Stated goal ::
Update the listing below so that every "one dot per instance" reads "one point per instance", and reproduce it in full with nothing else altered.

Source data ::
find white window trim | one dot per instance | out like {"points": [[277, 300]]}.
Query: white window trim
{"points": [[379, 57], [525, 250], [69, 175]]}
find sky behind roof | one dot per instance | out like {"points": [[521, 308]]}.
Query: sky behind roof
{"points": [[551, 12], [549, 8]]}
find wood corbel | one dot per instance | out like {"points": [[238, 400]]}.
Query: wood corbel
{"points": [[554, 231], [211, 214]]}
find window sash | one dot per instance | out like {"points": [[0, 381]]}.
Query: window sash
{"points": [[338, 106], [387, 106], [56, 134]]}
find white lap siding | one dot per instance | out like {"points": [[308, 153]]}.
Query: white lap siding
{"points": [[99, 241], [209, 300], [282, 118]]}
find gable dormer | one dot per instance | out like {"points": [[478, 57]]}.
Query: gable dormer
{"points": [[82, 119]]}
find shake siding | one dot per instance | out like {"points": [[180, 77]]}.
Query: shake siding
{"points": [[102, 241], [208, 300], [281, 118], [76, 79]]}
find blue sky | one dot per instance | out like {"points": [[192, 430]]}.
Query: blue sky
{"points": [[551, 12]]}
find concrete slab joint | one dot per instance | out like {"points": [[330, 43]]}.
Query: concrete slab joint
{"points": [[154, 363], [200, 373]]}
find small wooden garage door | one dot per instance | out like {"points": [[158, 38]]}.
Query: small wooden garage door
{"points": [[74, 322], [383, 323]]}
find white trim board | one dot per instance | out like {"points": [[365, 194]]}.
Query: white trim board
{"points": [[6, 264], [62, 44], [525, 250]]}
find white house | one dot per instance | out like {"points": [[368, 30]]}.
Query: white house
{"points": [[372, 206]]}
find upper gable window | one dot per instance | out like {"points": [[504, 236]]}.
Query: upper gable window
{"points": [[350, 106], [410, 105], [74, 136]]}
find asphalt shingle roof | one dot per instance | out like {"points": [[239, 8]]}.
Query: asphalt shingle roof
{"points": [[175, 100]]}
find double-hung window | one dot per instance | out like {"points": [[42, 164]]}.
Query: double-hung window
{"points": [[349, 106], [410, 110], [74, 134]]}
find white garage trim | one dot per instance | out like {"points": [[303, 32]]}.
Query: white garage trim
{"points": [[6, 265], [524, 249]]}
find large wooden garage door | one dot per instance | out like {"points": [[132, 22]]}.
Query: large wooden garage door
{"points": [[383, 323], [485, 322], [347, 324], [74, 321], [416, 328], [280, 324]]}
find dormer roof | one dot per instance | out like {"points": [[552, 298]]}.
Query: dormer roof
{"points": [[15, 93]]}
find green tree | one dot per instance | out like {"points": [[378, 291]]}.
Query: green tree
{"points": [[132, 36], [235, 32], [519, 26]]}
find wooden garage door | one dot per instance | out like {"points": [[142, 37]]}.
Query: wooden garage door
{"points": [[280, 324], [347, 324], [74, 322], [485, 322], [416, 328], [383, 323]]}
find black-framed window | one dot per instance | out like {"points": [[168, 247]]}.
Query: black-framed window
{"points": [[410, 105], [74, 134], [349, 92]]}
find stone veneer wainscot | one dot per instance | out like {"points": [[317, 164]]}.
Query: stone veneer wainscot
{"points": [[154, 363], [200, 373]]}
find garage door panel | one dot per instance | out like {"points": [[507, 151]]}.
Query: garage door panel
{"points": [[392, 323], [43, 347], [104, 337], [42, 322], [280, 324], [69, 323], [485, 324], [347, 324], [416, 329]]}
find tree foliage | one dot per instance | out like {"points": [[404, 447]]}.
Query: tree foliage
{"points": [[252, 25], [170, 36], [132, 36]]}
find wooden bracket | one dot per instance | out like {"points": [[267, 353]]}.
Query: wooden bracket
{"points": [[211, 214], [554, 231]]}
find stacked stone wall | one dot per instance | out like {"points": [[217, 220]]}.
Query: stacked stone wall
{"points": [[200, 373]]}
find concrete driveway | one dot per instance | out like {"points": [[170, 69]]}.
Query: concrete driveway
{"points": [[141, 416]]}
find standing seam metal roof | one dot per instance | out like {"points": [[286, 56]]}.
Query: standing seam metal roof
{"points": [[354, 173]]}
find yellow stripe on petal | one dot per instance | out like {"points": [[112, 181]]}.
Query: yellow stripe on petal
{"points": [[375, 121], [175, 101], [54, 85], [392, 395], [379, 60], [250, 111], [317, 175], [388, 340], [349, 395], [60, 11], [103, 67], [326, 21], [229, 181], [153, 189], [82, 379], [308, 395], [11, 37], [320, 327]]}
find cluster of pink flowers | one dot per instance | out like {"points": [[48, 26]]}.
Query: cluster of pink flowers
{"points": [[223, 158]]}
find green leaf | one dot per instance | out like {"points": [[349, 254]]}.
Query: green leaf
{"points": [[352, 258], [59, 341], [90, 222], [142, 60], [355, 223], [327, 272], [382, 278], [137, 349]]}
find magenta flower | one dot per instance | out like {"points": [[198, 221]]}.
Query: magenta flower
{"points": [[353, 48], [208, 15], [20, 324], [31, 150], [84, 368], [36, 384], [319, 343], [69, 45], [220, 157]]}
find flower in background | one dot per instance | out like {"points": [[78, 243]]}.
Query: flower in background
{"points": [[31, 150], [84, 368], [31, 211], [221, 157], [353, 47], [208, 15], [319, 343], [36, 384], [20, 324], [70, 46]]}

The output ::
find white window trim | one point per instance | out like {"points": [[277, 300]]}.
Query: white window trim
{"points": [[379, 57], [525, 250], [69, 175]]}
find sky behind roof | one point per instance | out like {"points": [[521, 308]]}.
Query: sky behind roof
{"points": [[551, 12], [549, 8]]}
find wood corbel | one point per instance | out like {"points": [[238, 400]]}.
Query: wood corbel
{"points": [[554, 231], [211, 214]]}
find window sash | one point per instance | out like {"points": [[0, 381]]}.
Query: window sash
{"points": [[338, 106], [387, 106], [56, 134]]}
find white lap siding | one point per instance | out like {"points": [[308, 153]]}.
Query: white lap siding
{"points": [[99, 241], [209, 300], [282, 118]]}
find gable dormer | one point per instance | out like {"points": [[478, 57]]}.
Query: gable dormer
{"points": [[82, 119]]}
find shake siding | one point per instance | out like {"points": [[180, 77]]}.
Query: shake siding
{"points": [[102, 241], [208, 300], [281, 118], [76, 79]]}
find blue sky | one point per instance | out like {"points": [[192, 430]]}.
Query: blue sky
{"points": [[551, 12]]}
find concrete slab joint | one point per instance | out like {"points": [[330, 43]]}.
Query: concrete slab joint
{"points": [[154, 363], [200, 373]]}
find small wooden garage door | one point per instance | out like {"points": [[158, 38]]}.
Query: small wooden garage door
{"points": [[74, 322], [383, 323]]}
find white trim board | one point per instance | out like {"points": [[365, 194]]}.
Query: white trim board
{"points": [[6, 264], [62, 44], [525, 250]]}
find white house | one point per instance | out like {"points": [[368, 30]]}.
Query: white house
{"points": [[372, 206]]}
find upper gable window | one point per instance | out like {"points": [[504, 236]]}.
Query: upper gable window
{"points": [[350, 106], [410, 105], [74, 136]]}
find asphalt shingle roof | one point per instance | out like {"points": [[239, 8]]}.
Query: asphalt shingle roof
{"points": [[175, 100]]}
find double-hung window | one point per instance | out like {"points": [[42, 164]]}.
Query: double-hung window
{"points": [[349, 106], [410, 110], [74, 134]]}
find white garage trim | one point per instance | out like {"points": [[303, 32]]}.
Query: white garage trim
{"points": [[6, 265], [524, 249]]}
find large wooden garage door | one point per instance | out like {"points": [[132, 22]]}.
Query: large wooden garage door
{"points": [[383, 323], [485, 322], [347, 324], [74, 321], [416, 328], [280, 324]]}
find dormer roof | one point per instance | out like {"points": [[552, 298]]}.
Query: dormer roof
{"points": [[15, 93]]}
find green tree | one point per instance | out like {"points": [[378, 291]]}.
Query: green tree
{"points": [[132, 36], [235, 32], [519, 26]]}
find wooden garage door | one point per instance | out like {"points": [[142, 37]]}.
Query: wooden garage door
{"points": [[280, 324], [347, 324], [74, 322], [485, 322], [416, 328], [383, 323]]}
find black-framed window | one point per instance | out like {"points": [[168, 247]]}.
Query: black-framed window
{"points": [[410, 105], [74, 134], [349, 92]]}
find stone veneer wainscot | one point per instance | out like {"points": [[317, 164]]}.
Query: stone veneer wainscot
{"points": [[154, 363], [200, 373]]}
find garage door panel | one point per instance | out like {"points": [[507, 151]]}.
Query: garage door panel
{"points": [[392, 323], [43, 347], [104, 337], [42, 322], [280, 324], [69, 323], [485, 324], [347, 324], [416, 329]]}
find tree foliage | one point per instance | out like {"points": [[404, 447]]}.
Query: tree foliage
{"points": [[252, 25], [170, 36], [132, 36]]}
find wooden bracket | one point per instance | out like {"points": [[267, 353]]}.
Query: wooden bracket
{"points": [[211, 214], [554, 231]]}
find stacked stone wall | one point per instance | out like {"points": [[217, 220]]}.
Query: stacked stone wall
{"points": [[200, 373]]}
find concrete driveway | one point per instance | out like {"points": [[170, 69]]}.
Query: concrete driveway
{"points": [[141, 416]]}
find standing seam metal roof | one point per instance | out like {"points": [[286, 56]]}.
Query: standing seam metal roof
{"points": [[354, 173]]}
find yellow stripe on petal | one point per instance | out like {"points": [[112, 181]]}.
Query: yellow stripe on petal
{"points": [[375, 121], [175, 101], [54, 85], [392, 395], [379, 60], [250, 111], [317, 175], [388, 340], [349, 395], [60, 11], [103, 67], [326, 21], [229, 181], [153, 189], [82, 379], [308, 395], [11, 37], [320, 327]]}
find cluster of pink flowers | one point per instance | out like {"points": [[48, 26]]}.
Query: cluster of pink flowers
{"points": [[223, 158]]}
find green leaf | one point per instance | out like {"points": [[349, 254]]}.
Query: green leaf
{"points": [[352, 258], [59, 341], [90, 222], [142, 60], [355, 223], [327, 272], [382, 278], [137, 349]]}
find magenta flower | one point per instance | out like {"points": [[198, 221]]}.
Query: magenta flower
{"points": [[353, 48], [208, 15], [20, 324], [31, 150], [84, 368], [36, 384], [319, 343], [69, 45], [220, 157]]}
find flower in background | one point per instance | out like {"points": [[78, 243]]}.
Query: flower in background
{"points": [[31, 150], [84, 368], [31, 211], [221, 157], [353, 47], [208, 15], [319, 343], [36, 384], [20, 324], [70, 46]]}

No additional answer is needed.